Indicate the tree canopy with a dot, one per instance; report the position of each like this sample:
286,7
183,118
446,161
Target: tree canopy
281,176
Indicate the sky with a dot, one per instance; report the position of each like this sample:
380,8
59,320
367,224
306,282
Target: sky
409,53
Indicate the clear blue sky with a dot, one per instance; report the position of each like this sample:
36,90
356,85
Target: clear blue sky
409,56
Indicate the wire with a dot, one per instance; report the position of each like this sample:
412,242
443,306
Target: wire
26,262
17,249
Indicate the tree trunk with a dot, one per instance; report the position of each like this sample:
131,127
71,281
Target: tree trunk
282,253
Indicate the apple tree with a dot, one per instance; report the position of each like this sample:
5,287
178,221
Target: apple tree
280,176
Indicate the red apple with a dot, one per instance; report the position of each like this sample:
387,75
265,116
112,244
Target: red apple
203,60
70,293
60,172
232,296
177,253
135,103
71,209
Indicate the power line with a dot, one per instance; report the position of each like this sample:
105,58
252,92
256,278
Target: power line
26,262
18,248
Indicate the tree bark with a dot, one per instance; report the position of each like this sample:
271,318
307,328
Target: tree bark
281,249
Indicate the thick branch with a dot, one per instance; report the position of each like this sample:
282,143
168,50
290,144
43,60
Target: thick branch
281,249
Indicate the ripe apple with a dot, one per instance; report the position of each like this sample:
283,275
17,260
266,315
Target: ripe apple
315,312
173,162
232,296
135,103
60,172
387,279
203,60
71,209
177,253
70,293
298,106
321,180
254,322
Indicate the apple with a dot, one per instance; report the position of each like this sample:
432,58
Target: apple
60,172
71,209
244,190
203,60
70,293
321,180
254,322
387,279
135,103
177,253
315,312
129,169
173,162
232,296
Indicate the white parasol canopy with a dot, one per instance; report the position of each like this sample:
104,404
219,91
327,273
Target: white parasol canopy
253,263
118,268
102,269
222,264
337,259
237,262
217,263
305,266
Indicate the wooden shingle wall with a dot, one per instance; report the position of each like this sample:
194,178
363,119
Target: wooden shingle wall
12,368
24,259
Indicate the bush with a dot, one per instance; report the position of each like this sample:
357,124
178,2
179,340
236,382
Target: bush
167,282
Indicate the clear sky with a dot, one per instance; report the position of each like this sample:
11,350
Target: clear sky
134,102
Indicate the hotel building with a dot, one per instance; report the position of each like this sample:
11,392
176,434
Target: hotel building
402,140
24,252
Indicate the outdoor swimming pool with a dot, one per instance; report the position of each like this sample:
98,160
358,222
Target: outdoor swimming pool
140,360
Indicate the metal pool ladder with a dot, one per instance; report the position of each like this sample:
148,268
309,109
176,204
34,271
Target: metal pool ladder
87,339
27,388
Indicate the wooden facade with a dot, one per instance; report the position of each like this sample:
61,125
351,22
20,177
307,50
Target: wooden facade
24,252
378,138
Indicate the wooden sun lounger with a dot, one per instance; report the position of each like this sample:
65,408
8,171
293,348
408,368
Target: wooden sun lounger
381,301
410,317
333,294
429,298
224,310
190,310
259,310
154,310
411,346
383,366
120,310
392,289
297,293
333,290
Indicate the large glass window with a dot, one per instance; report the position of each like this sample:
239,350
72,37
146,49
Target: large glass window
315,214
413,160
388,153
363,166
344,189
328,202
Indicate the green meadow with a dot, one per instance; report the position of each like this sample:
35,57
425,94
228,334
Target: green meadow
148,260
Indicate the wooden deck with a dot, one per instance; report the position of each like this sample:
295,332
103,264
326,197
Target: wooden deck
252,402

---

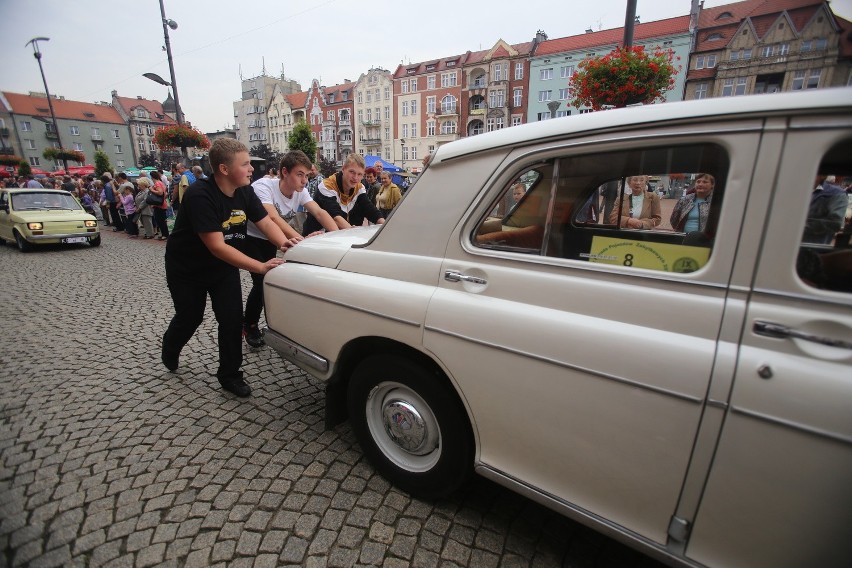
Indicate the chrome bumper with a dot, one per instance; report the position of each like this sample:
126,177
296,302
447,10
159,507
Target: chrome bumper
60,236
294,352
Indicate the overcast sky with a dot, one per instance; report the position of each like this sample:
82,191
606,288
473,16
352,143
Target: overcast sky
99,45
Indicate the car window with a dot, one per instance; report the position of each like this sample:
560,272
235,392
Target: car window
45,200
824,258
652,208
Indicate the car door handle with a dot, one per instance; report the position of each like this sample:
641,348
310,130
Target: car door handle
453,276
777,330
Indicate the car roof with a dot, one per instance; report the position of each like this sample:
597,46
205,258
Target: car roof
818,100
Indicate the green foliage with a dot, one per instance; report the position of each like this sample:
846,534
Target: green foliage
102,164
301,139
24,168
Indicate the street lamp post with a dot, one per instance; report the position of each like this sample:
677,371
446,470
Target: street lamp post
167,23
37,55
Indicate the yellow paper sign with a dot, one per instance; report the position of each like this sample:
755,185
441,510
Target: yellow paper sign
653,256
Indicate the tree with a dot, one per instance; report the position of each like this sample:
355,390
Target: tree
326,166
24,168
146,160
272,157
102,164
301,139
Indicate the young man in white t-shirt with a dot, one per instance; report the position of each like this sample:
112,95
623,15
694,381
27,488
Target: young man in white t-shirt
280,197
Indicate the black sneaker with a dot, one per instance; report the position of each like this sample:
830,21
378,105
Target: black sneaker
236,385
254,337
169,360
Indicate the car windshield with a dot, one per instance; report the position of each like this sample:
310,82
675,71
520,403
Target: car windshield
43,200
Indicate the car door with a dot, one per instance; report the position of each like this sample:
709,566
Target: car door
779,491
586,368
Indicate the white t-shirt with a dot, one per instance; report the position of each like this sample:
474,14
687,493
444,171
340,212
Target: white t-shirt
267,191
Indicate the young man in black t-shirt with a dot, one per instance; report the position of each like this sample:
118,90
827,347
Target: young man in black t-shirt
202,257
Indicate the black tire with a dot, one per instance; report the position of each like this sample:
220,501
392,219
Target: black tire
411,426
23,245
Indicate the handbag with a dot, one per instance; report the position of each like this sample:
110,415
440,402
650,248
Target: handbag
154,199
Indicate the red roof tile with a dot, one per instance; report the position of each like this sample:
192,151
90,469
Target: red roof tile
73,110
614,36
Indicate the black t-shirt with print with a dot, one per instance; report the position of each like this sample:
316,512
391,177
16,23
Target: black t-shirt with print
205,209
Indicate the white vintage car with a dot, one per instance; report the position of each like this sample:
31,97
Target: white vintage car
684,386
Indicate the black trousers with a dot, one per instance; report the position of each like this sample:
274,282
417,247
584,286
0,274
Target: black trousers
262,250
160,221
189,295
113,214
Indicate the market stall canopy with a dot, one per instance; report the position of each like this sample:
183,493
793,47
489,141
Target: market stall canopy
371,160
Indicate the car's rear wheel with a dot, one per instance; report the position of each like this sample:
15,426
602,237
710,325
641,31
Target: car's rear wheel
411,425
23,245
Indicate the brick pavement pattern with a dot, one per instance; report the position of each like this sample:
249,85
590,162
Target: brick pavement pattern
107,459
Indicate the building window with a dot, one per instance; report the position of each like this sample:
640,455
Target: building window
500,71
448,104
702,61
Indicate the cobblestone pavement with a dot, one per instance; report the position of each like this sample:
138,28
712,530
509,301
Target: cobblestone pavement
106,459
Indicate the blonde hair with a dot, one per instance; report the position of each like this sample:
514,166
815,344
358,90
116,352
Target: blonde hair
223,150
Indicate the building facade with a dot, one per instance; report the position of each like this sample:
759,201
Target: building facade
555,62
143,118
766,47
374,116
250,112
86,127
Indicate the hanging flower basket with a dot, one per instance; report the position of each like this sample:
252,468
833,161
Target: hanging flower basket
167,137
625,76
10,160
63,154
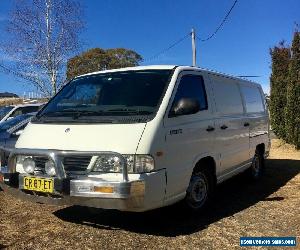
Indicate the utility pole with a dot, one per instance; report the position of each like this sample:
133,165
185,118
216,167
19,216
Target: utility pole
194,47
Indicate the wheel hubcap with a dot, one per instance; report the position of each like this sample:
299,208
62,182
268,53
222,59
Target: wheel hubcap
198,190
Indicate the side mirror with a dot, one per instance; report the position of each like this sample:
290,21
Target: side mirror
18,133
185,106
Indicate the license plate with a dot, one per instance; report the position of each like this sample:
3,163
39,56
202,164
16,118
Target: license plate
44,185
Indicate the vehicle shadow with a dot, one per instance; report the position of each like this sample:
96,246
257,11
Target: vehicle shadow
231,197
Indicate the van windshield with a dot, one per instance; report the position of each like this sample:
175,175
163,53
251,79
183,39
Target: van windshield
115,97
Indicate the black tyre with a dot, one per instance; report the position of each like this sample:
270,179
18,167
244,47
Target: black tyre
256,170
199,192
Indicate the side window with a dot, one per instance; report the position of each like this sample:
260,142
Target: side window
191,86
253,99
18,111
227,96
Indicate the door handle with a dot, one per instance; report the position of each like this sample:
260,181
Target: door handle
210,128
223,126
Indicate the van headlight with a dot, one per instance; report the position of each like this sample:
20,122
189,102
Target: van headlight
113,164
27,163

EXERCISE AIM:
Pick out each line of the records that contains the word "market", treating uppercase and lowercase as different, and copy those lines.

COMPLETE RESPONSE:
Indicate the market stall canopy with a dot, one per instance; report the position of each like this sample:
Target: market stall canopy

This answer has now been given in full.